▶ _Work instructions_
Extract the full set of records, then give each one again exactly.

▶ _Listed entries_

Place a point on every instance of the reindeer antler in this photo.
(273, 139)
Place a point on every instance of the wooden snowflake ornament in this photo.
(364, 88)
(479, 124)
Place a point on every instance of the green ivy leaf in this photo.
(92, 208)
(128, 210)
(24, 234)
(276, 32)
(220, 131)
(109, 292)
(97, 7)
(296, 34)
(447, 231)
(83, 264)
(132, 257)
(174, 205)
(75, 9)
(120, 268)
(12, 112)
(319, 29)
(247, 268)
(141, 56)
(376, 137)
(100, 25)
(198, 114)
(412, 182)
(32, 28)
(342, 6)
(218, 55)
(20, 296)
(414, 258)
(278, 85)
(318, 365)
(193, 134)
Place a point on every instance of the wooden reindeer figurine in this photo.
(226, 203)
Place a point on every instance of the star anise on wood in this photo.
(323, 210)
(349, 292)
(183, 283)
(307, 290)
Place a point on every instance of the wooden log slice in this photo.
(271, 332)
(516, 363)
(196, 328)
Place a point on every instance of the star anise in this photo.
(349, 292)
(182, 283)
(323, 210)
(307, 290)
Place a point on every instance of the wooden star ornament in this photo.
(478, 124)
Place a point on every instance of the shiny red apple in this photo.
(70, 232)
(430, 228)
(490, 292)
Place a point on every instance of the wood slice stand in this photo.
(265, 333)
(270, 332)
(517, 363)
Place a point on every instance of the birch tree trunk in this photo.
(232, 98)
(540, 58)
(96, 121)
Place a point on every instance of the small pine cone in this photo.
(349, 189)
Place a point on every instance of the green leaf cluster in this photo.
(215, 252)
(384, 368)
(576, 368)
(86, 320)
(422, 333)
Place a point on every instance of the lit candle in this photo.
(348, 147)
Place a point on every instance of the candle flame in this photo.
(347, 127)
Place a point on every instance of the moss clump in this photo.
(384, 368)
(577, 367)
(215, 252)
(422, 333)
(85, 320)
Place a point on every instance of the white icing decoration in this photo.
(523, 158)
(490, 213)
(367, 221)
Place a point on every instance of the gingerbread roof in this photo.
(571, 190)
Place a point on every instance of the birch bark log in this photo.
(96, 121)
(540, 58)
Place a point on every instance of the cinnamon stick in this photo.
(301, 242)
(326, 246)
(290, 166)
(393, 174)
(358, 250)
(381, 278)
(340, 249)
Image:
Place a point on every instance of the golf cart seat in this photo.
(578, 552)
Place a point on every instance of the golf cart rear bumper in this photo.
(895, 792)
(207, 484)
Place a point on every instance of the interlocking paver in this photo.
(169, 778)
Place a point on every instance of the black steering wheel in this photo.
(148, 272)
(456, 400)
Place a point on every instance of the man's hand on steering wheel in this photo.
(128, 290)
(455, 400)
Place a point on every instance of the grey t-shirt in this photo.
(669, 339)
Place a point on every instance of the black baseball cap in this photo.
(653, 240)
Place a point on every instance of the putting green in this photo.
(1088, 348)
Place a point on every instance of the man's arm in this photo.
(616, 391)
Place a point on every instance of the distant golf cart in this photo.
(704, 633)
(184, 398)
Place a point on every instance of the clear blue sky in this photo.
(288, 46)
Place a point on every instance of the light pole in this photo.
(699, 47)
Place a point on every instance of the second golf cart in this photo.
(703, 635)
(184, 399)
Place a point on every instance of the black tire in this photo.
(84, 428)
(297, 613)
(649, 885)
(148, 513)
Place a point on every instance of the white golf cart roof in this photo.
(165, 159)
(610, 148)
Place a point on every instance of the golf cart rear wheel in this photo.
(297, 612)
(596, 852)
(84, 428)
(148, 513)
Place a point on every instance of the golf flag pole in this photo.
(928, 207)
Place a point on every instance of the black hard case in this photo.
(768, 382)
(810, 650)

▶ _Written solution_
Place a point on every instance of the reindeer antler in this photo.
(273, 139)
Place a point on every instance of the wooden snowflake ornament in this photo.
(364, 88)
(479, 124)
Place a point on every instance of the green ivy leaf in this photo.
(92, 208)
(128, 210)
(24, 234)
(276, 32)
(220, 131)
(109, 292)
(97, 7)
(296, 34)
(447, 231)
(83, 264)
(132, 257)
(174, 205)
(75, 9)
(120, 268)
(12, 112)
(319, 29)
(247, 268)
(141, 56)
(376, 137)
(100, 25)
(198, 114)
(412, 182)
(32, 28)
(342, 6)
(218, 55)
(20, 296)
(414, 258)
(278, 85)
(318, 365)
(193, 134)
Place a point on every instance of the wooden reindeer figurine in this photo.
(226, 203)
Place a point on every instance of the star anise on wood in this photo.
(323, 210)
(349, 292)
(183, 283)
(307, 290)
Place a point on every instance of the wooden log slice in this photo.
(271, 332)
(516, 363)
(196, 328)
Place a point on every instance of the star anise in this photo.
(349, 292)
(182, 283)
(323, 210)
(307, 290)
Place a point on every instance of the wooden star ornament in this photo.
(478, 124)
Place a point on every instance of the shiny red apple in this photo.
(70, 232)
(430, 228)
(490, 292)
Place a point on every instance of the wood slice stand in this photo.
(265, 333)
(270, 332)
(517, 363)
Place a point on every instance of the birch tree trunk in this photo.
(232, 98)
(540, 58)
(96, 121)
Place a point on every instance of the small pine cone in this photo.
(349, 189)
Place a point on every instance of the green leaf cluster in this photo.
(215, 252)
(384, 368)
(576, 368)
(86, 320)
(422, 333)
Place a point on every instance of the lit candle in this photo.
(348, 147)
Place a point on every instance of the candle flame in this photo.
(347, 127)
Place a point on every instance of the moss clump in this photo.
(384, 368)
(577, 367)
(215, 252)
(422, 333)
(85, 320)
Place a point on every instance of the white icing decoration in this photo.
(523, 158)
(490, 213)
(367, 221)
Place a point on every instance of the gingerbread roof in this photo.
(571, 190)
Place a point on every instance of the birch bark log in this photo.
(96, 121)
(540, 58)
Place a point on every instance of the cinnamon stick in this photo.
(301, 242)
(326, 246)
(290, 166)
(393, 174)
(358, 250)
(381, 278)
(340, 249)
Image:
Place a point on every instance of the golf cart seat in this photo.
(578, 552)
Place a point on every instance of the golf cart rear bumper in this photo.
(895, 792)
(207, 484)
Place a point on every instance of the interlocking paver in this photo.
(169, 778)
Place a point on every instance of the black steering wheel in this photo.
(148, 272)
(456, 400)
Place a point on every instance of the man's hand on steering wheel in this photo.
(128, 290)
(455, 400)
Place a point on every instance of the grey t-shirt in this photo.
(669, 339)
Place a point on every instance of the black baseball cap in this photo.
(653, 240)
Place a point on every instance of the putting green in this photo.
(1088, 348)
Place a point on every instance of the man's arm in this photo.
(616, 391)
Place a point on every instance of the distant golf cart in this photo.
(704, 633)
(184, 398)
Place a point on every instance of the clear blue sky in this photo.
(288, 46)
Place a point on every instance of the light pole in this photo.
(699, 47)
Place a point on every instance of the second golf cart in this photo.
(703, 635)
(184, 399)
Place a point on every instance of the black tire in this photo.
(84, 428)
(297, 613)
(649, 885)
(148, 513)
Place a point on every instance of the white golf cart roof in this photo.
(165, 159)
(610, 148)
Place a point on every instance of the golf cart rear wheel in this photo.
(297, 612)
(596, 852)
(84, 428)
(148, 513)
Place a point on every instance of the golf flag pole in this photo.
(928, 207)
Place a point on every instance of the black hard case in this photo.
(768, 382)
(810, 650)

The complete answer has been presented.